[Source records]
───
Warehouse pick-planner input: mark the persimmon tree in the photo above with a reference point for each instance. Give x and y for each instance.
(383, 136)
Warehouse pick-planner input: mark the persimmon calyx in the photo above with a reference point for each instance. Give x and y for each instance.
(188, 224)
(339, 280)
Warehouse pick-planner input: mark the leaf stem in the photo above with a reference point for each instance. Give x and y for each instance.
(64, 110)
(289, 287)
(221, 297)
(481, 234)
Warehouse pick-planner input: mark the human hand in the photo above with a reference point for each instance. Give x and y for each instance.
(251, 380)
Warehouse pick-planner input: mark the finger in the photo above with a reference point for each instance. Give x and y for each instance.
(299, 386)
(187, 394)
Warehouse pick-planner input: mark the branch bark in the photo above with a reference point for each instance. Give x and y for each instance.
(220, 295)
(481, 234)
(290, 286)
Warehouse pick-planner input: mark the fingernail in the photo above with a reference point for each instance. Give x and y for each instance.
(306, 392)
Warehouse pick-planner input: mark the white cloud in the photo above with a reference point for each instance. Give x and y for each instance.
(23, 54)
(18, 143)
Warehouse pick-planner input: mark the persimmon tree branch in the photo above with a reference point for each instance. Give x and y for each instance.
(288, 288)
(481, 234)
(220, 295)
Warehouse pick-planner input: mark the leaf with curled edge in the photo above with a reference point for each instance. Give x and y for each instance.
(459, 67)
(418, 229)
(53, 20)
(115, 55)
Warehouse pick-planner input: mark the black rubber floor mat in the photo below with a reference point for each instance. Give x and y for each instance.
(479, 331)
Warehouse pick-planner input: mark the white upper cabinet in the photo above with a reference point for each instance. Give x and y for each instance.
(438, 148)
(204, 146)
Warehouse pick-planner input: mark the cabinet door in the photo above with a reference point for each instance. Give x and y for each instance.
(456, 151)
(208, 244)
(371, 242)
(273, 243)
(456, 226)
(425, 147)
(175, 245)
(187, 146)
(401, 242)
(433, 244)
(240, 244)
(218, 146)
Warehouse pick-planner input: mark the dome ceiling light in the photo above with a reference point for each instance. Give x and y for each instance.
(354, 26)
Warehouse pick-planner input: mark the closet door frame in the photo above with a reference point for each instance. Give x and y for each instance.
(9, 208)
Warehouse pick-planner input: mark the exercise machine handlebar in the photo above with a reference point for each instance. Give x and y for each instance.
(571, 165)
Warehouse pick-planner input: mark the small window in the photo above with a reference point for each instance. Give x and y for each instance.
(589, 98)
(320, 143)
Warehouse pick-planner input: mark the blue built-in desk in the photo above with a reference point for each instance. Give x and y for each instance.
───
• **What you are asked to do**
Reproduce the listing above, substituting "center point" for each occurrence of "reference point" and leaving all other text unchanged.

• **Result below**
Warehouse pick-planner input: mark the persimmon tree in the photo above with a center point for each instance. Give x and y for each instance.
(383, 136)
Warehouse pick-planner input: mark the persimmon calyx in the photo above with a center point for each instance. Give x and y for each instance.
(188, 224)
(339, 280)
Warehouse pick-planner input: mark the leaf stem in the photo above with a center point for each instance. Give x and y for each instance.
(64, 110)
(289, 287)
(221, 297)
(481, 234)
Warehouse pick-planner input: mark the human hand in the photo above with a center point for each instance. Give x and y for each instance.
(251, 380)
Warehouse pick-planner input: mark the finger in the photo above with a center point for each instance. Give x and y for each instance.
(299, 386)
(187, 394)
Warehouse pick-planner input: mark the branch bark in the photo above with a center point for each instance. Give x and y for each instance.
(220, 295)
(481, 234)
(290, 286)
Warehouse pick-planner input: mark the fingernail in the photo above with a center point for each instance. Give x and y for each instance.
(306, 392)
Warehouse pick-planner input: mark the white cloud in the photo above with a center point for each instance. Give x and y for each instance.
(23, 54)
(18, 143)
Warehouse pick-planner input: mark the persimmon tree branch in the photo above with a center point for each instance. Give x and y for each instance.
(288, 288)
(481, 234)
(220, 295)
Warehouse pick-planner input: mark the leaf with curled edge in the photo above with a center point for each instance. Give x and y for each instance.
(459, 67)
(418, 229)
(53, 20)
(115, 55)
Warehouse pick-planner input: mark the black rubber floor mat in the photo below with a center point for each instance. Give x and y for each instance.
(479, 331)
Warehouse pick-planner input: mark the white upper cabinet in the photo above with a center point for each instance. Give x and y for each instance.
(438, 148)
(204, 146)
Warehouse pick-planner input: mark the cabinet door in the photo above with a center point for each instance. Give x and y for each instance.
(456, 151)
(208, 244)
(371, 242)
(273, 243)
(456, 226)
(425, 147)
(175, 245)
(187, 146)
(401, 242)
(433, 244)
(240, 244)
(218, 146)
Warehouse pick-planner input: mark the dome ceiling light in the photo above with a center point for each instance. Give x and y for each instance.
(354, 26)
Warehouse pick-planner input: mark the closet door frame in the photo above with a center point for each instance. Give x and y for each instance.
(9, 208)
Warehouse pick-planner input: mark the exercise machine handlebar in the photo above with a center point for each instance. Give x and y for each instance.
(571, 165)
Warehouse pick-planner input: mark the small window in the photo above with a center point for each instance. Give x and y for each instance.
(589, 98)
(320, 143)
Warehouse pick-planner input: mark the blue built-in desk in the photo above with a center point for each instance. Give x and y for each instance.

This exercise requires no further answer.